» **Requisitos del problema**: Determine si cada afirmación concuerda con el texto sobre la exigibilidad de derechos sociales y justifique cada sí o no con las palabras decisivas del texto, citadas textualmente. 1. Las estrategias legales deben tratarse como opciones excluyentes de las vías políticas. 2. En el enfoque procedimental se reclama directamente una prestación. 3. Ante la justicia puede pedirse el acceso a la información pública indispensable para el control previo de las políticas.

La articulación de las acciones legales que puedan conducir a algunos de estos resultados con otras estrategias de incidencia política será la clave de una estrategia efectiva de exigibilidad. Podría suponerse que la mayor moderación con la que actúa la justicia hará necesario un trabajo político más activo, para lograr que esa decisión judicial pueda traducirse en la satisfacción de los derechos en juego. Sin embargo, no existe ningún factor que obligue a considerar a las estrategias legales como opciones excluyentes de las vías políticas.
Es conveniente analizar otros supuestos en los que sea posible articular estas dos vías en el trabajo de exigibilidad de derechos económicos, sociales y culturales. En ocasiones, puede buscarse la intervención judicial tan solo con objeto de apuntalar otros frentes abiertos para canalizar demandas sobre instancias administrativas u órganos legislativos del Estado. Se trata de estrategias legales complementarias que parten de una perspectiva o enfoque procedimental: no se reclama una prestación, ni se impugna directamente una política o medida que afecta a derechos sociales sino que se pretende garantizar las condiciones que hacen posible la adopción de procesos deliberativos de producción de normas legislativas o actos de la administración.
En estas situaciones las demandas no procuran que la justicia conozca directamente el conflicto colectivo y garantice un derecho social sino tan solo complementar las demás acciones de incidencia política. Así, por ejemplo, se reclama ante la justicia la apertura de espacios institucionales de diálogo, el establecimiento de sus marcos legales y procedimientos o la garantía de participación en estos espacios, bajo condiciones igualitarias, de los actores potencialmente afectados. También puede pedirse el acceso a la información pública indispensable para el control previo de las políticas y decisiones a adoptarse (y la legalidad de las adoptadas), y la producción de datos en su caso, así como la ejecución y el cumplimiento de los acuerdos alcanzados por personas u organizaciones sociales, en las diversas instancias formales o informales de intercambio y comunicación con la administración.

» **Información mostrada**:
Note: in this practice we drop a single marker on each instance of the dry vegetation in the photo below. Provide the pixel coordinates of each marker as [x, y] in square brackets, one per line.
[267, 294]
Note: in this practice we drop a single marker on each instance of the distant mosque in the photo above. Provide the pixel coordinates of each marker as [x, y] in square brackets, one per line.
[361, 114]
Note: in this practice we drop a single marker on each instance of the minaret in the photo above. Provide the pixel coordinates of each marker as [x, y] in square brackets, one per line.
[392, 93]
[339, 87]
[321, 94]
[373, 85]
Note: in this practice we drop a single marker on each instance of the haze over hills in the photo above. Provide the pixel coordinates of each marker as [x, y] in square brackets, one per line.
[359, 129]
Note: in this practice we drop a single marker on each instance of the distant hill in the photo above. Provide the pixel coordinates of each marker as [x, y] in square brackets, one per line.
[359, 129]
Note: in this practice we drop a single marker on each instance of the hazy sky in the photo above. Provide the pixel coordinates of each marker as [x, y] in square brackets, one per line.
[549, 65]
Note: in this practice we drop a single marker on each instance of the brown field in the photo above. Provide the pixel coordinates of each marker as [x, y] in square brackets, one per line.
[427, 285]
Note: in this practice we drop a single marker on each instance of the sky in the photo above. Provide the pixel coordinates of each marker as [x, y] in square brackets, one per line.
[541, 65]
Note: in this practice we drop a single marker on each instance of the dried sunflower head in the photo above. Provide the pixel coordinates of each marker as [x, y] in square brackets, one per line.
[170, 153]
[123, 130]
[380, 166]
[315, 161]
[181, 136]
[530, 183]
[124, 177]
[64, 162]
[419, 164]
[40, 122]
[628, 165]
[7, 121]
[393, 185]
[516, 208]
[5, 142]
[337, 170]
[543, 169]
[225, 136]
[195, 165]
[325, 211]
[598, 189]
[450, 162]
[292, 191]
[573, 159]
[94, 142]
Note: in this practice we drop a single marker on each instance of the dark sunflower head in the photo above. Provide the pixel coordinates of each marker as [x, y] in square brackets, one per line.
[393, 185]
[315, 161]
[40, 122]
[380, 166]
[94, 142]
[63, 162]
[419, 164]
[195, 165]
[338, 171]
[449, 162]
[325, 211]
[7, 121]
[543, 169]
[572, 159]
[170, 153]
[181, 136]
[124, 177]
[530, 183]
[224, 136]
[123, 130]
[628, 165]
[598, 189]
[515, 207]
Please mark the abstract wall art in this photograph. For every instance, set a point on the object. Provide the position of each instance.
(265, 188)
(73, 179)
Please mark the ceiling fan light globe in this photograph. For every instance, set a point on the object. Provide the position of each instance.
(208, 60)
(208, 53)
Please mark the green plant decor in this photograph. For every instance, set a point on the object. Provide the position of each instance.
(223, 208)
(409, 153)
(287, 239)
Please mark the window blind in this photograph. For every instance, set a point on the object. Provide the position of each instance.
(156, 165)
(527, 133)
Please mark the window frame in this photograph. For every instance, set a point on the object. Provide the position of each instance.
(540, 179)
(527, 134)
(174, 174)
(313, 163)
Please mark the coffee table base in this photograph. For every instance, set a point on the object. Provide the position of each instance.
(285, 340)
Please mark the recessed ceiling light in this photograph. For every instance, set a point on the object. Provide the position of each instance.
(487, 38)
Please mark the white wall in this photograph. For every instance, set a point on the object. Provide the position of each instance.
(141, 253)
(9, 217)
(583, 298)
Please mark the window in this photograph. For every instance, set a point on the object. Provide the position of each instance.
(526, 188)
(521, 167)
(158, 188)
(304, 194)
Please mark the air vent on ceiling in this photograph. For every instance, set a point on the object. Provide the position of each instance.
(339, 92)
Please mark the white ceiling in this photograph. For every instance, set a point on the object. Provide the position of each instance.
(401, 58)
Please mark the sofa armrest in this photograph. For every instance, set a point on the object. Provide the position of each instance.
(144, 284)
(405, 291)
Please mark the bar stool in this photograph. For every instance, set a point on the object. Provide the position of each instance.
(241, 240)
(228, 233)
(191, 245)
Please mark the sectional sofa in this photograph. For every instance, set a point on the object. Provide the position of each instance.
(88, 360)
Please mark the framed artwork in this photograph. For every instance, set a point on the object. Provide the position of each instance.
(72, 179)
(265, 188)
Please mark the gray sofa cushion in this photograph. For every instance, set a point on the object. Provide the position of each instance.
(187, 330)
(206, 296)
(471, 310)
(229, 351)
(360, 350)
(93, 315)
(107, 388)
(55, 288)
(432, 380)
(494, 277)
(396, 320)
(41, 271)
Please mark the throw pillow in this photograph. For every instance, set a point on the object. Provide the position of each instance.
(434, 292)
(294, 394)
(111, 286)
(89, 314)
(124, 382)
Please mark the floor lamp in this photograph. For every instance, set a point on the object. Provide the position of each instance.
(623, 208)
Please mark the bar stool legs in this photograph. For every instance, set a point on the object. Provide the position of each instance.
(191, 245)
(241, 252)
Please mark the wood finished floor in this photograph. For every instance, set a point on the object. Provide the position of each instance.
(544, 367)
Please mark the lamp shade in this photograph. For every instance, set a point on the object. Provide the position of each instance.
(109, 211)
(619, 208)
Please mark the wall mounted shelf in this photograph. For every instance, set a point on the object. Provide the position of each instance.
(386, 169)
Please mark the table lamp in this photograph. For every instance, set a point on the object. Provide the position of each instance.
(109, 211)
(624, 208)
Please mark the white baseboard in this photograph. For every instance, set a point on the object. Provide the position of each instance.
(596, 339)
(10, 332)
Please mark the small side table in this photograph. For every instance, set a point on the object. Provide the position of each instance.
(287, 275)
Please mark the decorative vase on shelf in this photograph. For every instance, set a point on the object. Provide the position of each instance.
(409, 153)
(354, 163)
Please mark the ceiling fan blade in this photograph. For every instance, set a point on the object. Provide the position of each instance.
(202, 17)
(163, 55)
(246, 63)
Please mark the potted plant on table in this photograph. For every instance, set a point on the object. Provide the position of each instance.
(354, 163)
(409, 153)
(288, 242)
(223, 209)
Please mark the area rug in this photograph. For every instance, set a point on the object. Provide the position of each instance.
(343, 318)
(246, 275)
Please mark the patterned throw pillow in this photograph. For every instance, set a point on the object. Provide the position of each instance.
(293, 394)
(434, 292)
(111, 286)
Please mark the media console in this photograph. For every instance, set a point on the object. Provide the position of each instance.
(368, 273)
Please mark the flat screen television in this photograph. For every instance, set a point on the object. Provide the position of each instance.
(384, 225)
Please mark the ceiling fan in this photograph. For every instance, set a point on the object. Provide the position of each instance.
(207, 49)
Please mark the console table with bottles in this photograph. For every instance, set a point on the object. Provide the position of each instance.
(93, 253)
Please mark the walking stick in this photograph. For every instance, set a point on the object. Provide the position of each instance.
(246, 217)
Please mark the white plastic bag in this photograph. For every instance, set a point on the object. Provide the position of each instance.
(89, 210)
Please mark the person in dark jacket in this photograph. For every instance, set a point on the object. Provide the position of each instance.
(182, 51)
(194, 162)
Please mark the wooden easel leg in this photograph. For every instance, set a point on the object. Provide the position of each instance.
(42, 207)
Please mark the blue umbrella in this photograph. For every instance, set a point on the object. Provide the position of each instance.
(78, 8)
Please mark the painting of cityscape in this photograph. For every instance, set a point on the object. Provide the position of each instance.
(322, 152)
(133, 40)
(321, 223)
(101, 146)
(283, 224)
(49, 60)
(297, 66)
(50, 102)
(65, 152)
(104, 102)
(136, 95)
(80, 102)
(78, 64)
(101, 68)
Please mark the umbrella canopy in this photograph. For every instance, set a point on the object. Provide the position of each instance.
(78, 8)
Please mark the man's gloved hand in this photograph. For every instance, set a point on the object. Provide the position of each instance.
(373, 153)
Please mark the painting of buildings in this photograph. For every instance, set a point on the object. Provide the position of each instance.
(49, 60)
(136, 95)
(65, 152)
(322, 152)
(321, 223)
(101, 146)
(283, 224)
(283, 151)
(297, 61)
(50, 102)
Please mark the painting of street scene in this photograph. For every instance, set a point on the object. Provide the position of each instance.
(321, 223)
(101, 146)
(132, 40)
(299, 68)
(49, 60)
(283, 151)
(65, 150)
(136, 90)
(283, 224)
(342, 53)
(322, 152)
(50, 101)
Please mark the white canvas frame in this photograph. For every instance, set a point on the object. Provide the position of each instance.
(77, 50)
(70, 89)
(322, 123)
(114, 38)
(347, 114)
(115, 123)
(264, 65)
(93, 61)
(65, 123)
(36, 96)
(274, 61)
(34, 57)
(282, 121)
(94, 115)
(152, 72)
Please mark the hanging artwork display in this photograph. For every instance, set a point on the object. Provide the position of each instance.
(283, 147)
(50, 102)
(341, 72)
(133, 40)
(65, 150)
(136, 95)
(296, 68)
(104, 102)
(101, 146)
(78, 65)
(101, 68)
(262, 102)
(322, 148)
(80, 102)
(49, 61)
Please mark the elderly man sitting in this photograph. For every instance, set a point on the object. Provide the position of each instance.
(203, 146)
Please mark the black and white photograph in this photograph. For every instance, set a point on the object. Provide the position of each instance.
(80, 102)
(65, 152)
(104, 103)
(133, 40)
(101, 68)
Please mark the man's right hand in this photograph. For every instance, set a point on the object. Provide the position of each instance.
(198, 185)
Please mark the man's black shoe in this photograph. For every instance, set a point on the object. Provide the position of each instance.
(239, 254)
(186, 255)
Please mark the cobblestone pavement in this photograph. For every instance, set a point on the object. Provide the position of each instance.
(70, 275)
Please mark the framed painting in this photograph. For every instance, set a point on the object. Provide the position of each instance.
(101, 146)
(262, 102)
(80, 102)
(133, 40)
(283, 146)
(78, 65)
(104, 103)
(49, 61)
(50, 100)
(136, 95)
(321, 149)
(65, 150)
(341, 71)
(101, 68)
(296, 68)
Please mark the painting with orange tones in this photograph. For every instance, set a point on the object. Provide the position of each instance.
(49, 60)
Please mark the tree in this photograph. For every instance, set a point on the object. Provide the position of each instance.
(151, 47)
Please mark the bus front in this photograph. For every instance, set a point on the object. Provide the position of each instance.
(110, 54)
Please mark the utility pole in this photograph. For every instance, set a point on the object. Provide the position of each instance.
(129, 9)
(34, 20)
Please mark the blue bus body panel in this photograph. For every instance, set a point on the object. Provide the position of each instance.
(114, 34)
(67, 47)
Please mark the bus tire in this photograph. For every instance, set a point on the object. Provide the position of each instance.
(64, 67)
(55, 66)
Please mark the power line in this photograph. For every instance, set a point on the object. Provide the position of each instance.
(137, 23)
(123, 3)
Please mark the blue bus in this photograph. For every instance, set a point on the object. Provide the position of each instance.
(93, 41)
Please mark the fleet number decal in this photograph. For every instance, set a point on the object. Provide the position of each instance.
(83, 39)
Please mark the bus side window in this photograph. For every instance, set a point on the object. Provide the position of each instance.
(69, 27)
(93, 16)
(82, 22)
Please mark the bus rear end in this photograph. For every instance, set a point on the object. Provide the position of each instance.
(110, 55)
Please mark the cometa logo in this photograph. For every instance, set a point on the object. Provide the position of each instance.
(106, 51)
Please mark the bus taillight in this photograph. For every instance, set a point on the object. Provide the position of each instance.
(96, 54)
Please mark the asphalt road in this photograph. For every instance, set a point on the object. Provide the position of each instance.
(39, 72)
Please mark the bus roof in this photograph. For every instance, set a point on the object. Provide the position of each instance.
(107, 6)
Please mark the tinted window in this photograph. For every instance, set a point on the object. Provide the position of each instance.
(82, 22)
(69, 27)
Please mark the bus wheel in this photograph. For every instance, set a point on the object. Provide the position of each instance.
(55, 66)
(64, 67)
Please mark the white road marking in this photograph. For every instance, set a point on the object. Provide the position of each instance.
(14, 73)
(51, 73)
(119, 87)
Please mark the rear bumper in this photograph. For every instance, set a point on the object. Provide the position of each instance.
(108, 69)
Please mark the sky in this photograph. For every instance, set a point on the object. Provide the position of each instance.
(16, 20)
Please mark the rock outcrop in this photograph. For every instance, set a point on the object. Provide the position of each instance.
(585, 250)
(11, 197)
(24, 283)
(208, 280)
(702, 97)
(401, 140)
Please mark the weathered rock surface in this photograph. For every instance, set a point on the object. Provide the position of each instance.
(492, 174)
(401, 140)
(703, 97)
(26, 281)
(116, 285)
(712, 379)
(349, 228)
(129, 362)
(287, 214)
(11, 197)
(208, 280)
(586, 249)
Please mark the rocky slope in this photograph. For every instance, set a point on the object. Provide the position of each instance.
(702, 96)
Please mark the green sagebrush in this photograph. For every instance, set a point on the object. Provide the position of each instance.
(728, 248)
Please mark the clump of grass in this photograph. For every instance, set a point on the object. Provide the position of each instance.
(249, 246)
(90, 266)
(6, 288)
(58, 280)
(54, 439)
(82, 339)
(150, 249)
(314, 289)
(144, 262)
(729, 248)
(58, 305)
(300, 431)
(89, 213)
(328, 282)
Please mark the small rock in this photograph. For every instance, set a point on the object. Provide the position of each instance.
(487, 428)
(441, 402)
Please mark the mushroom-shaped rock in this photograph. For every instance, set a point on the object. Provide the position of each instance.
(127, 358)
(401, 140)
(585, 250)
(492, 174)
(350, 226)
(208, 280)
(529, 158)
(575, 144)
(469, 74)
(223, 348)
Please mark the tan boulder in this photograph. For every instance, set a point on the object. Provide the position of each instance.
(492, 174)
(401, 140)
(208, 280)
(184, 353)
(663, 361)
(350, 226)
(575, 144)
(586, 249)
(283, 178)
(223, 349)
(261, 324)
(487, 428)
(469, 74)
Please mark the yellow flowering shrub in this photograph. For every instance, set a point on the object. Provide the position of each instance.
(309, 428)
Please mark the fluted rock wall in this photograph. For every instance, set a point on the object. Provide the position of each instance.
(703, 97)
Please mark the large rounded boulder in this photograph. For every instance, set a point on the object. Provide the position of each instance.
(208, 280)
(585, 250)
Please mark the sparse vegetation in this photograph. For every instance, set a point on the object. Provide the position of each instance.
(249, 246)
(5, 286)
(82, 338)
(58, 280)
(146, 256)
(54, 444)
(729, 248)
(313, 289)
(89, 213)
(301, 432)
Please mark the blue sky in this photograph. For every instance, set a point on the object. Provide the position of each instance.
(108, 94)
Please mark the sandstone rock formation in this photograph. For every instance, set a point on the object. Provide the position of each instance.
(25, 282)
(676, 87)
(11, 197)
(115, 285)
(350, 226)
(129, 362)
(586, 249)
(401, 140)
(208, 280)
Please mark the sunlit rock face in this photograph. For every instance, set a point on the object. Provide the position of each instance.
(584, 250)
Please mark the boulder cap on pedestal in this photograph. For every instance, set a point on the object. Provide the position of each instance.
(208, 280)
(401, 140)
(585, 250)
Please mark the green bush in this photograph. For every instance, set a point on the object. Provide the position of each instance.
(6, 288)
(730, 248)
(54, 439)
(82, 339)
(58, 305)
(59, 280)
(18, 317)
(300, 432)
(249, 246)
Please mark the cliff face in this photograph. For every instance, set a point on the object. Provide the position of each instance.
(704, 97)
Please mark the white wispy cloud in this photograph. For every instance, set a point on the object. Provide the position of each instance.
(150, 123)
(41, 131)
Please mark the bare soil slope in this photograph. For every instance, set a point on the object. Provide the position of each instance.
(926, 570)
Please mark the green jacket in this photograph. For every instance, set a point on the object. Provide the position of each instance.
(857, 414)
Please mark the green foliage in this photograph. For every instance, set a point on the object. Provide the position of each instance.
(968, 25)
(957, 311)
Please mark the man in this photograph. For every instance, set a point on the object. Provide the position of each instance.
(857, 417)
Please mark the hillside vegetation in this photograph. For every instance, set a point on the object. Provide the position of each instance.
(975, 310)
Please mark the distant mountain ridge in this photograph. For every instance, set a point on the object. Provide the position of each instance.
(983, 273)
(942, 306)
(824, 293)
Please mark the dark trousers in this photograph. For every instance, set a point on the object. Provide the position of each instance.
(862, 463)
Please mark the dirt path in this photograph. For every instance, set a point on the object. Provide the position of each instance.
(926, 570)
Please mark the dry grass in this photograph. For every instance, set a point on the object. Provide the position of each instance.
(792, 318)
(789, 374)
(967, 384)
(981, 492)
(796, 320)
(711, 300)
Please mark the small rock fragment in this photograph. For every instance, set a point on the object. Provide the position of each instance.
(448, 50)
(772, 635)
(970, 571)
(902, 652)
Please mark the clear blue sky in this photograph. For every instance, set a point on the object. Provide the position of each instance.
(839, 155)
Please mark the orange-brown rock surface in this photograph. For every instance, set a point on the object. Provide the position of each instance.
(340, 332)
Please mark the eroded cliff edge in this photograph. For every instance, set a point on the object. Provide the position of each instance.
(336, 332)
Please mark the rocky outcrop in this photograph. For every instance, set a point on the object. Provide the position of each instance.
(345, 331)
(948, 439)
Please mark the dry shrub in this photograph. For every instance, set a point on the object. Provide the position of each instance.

» **Solución de la tarea**:
1. No: «no existe ningún factor que obligue a considerar a las estrategias legales como opciones excluyentes de las vías políticas».
2. No: «no se reclama una prestación, ni se impugna directamente una política o medida que afecta a derechos sociales».
3. Sí: «También puede pedirse el acceso a la información pública indispensable para el control previo de las políticas y decisiones a adoptarse».